DOCUMENT SECTION:
BEGIN
- Born: July 9, 1976 (age 49) Veselynove, Mykolaiv Oblast, Ukraine
- Education: Odessa Food Technology Academy
- Occupations: Businesswoman, Mountaineer
- Known for: First Cypriot woman to summit Mount Everest

= Oksana Kushnir =

Oksana Kushnir (born July 9, 1976, in Veselynove, Mykolaiv Oblast, Ukraine) is a Cypriot entrepreneur, investor and mountaineer of Ukrainian heritage. She is the first Cypriot woman to summit Mount Everest.

== Biography ==
Oksana Kushnir was born July 9, 1976, in Veselynove, Mykolaiv Oblast, Ukraine. She graduated from the Odesa Food Technology Academy in Ukraine in 2003. Kushnir has worked in various sectors, including real estate, renewable energy, and hospitality. She has been involved in real estate development and investment, managing and overseeing projects in Ukraine, Cyprus, Lithuania, Latvia, and Hungary. In renewable energy, Kushnir invested in sustainable projects, primarily in Ukraine. She has also participated in the hospitality industry, investing in restaurant businesses and development projects. In 2015, Kushnir founded Koksiholding. Through her company, she has been involved in real estate and business development projects, primarily focused on the construction and development of real estate and business centers located in Ukraine, the Baltic countries, Cyprus, and Hungary. Her company also operates renewable energy facilities with a focus on sustainable energy projects in Ukraine.
END
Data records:
BEGIN
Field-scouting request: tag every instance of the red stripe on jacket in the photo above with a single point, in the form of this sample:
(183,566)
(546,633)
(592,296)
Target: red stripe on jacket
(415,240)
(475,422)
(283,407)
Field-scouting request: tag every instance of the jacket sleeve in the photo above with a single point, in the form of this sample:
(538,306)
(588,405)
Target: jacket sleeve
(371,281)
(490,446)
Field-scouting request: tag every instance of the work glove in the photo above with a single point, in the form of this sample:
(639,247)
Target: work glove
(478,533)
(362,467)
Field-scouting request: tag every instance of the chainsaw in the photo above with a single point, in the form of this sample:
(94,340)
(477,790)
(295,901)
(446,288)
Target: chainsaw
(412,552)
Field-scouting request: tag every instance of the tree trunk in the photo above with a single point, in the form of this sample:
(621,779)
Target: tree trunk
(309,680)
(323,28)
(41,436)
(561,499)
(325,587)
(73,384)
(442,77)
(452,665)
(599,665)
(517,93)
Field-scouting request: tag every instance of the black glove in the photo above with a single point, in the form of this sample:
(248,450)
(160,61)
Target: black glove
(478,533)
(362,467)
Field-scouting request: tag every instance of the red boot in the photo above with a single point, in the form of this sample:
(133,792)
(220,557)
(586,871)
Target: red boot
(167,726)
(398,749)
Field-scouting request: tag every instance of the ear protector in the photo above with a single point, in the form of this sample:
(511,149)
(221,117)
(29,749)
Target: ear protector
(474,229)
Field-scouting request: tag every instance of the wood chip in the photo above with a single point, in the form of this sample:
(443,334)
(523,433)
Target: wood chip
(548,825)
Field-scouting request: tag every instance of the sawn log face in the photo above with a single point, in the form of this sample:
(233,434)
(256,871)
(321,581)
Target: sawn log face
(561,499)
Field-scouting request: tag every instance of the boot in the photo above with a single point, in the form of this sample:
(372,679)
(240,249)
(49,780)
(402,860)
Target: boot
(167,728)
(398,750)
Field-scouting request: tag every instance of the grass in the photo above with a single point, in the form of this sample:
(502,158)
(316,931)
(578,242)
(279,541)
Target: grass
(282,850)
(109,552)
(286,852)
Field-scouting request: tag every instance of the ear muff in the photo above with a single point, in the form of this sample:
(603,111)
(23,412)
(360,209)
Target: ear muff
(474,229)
END
WORK TASK 1: Copy out the passage of the Oksana Kushnir biography that begins at the words "- Born: July" and stops after "summit Mount Everest.".
WORK TASK 2: Turn the paragraph of the Oksana Kushnir biography beginning "Oksana Kushnir was born July 9, 1976" into a bulleted list that keeps its main facts.
WORK TASK 3: Extend the Oksana Kushnir biography past its final sentence.

TASK OUTPUT 1:
- Born: July 9, 1976 (age 49) Veselynove, Mykolaiv Oblast, Ukraine
- Education: Odessa Food Technology Academy
- Occupations: Businesswoman, Mountaineer
- Known for: First Cypriot woman to summit Mount Everest

= Oksana Kushnir =

Oksana Kushnir (born July 9, 1976, in Veselynove, Mykolaiv Oblast, Ukraine) is a Cypriot entrepreneur, investor and mountaineer of Ukrainian heritage. She is the first Cypriot woman to summit Mount Everest.

TASK OUTPUT 2:
- Born July 9, 1976, in Veselynove, Mykolaiv Oblast, Ukraine
- Graduated from the Odesa Food Technology Academy in Ukraine in 2003
- Has worked in real estate, renewable energy, and hospitality
- Real estate: development, investment, and project management in Ukraine, Cyprus, Lithuania, Latvia, and Hungary
- Renewable energy: invested in sustainable projects, mainly in Ukraine
- Hospitality: invested in restaurant businesses and development projects
- Founded Koksiholding in 2015
- Koksiholding builds and develops real estate and business centers in Ukraine, the Baltic countries, Cyprus, and Hungary
- Koksiholding also runs renewable energy facilities focused on sustainable projects in Ukraine

TASK OUTPUT 3:
Kushnir is married and has two children.

== Mountaineering ==
Kushnir became the first Cypriot woman to summit Mount Everest, the world's tallest mountain.

She has also climbed other peaks, including Lhotse (8,516 meters), Manaslu (8,163 meters), Elbrus (5,642 meters), Aconcagua (6,962 meters), Kilimanjaro (5,895 meters). Kushnir has participated in climbing expeditions under various programs, including the Seven Summits and Eight-Thousanders. Some of her notable climbs include Everest, Lhotse, Manaslu, Kilimanjaro, Aconcagua and Elbrus.